_Source material_:
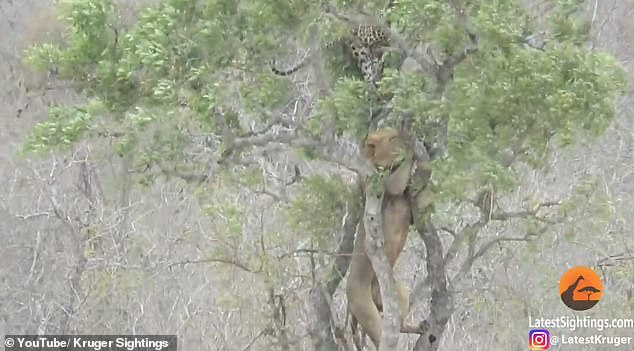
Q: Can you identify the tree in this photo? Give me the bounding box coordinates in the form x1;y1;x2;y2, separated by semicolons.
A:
24;0;625;350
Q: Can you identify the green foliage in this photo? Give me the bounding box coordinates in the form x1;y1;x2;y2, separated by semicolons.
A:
286;176;352;245
23;0;625;248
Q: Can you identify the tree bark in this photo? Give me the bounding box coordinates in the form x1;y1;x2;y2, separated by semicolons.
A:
307;187;361;351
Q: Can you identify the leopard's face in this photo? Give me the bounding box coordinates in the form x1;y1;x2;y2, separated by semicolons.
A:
352;24;390;46
347;38;383;84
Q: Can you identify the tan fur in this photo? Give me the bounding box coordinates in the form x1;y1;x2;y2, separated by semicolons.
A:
346;128;413;348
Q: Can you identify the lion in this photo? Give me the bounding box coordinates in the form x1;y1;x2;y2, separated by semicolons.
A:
346;128;427;349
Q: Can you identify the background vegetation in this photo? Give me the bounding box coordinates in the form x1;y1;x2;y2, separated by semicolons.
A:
0;0;634;350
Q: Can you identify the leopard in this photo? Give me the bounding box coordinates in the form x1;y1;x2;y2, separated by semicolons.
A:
269;23;391;86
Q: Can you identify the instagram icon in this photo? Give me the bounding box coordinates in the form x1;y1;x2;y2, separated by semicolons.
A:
528;329;550;350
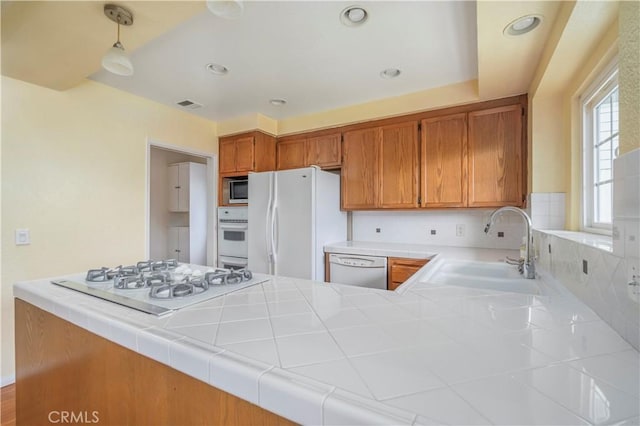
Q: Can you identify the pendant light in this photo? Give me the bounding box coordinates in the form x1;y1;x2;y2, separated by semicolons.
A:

_Task details_:
Reproduce all of the rows above verbatim, omitting the pictures.

_Solution for this exercise_:
Q: Can you identify the tree in this photo? Give me the bounding box coordinates in the form x1;y1;x2;y2, separated by semicolons.
A:
24;0;625;350
Q: Can you identify the green foliage in this photo? Give me the bounding box coordinates in the form x1;y1;x2;y2, separated by semicolons.
A:
286;176;352;245
23;0;625;248
Q: Can you identify the tree bark in this photo? Give me the bounding box coordinates in the form x1;y1;x2;y2, separated by semicolons.
A:
307;187;361;351
Q: Can you identify the leopard's face in this photo? Give me the bounding box coordinates in the form x1;y1;x2;y2, separated by semicolons.
A:
352;24;390;46
347;38;383;84
Q: Can you identify the tan fur in this photo? Give me the bounding box coordinates in the form x1;y1;x2;y2, separated by semicolons.
A:
346;128;413;348
Q: Can you identify the lion in this photo? Give me the bounding box coordinates in the form x1;y1;x2;y2, separated by semicolons.
A:
346;128;427;349
Q: Can you identify the background vegetation in this photo? Give me the bounding box coordinates in the form x1;y1;x2;y2, separated by semicolons.
A:
0;0;634;350
Q: Can you identify the leopard in this photo? Give me the bounding box coordinates in the form x1;y1;x2;y2, separated by semicolons.
A:
269;23;391;86
Q: Can you identify the instagram icon in this photo? Give me the bounding box coordinates in the form x1;y1;x2;y2, separated by semicolons.
A:
528;329;550;350
Q: Can you identify the pendant light in this photo? Give me the bounding box coordinates in the form x1;y1;x2;y2, separated by semicolons.
A:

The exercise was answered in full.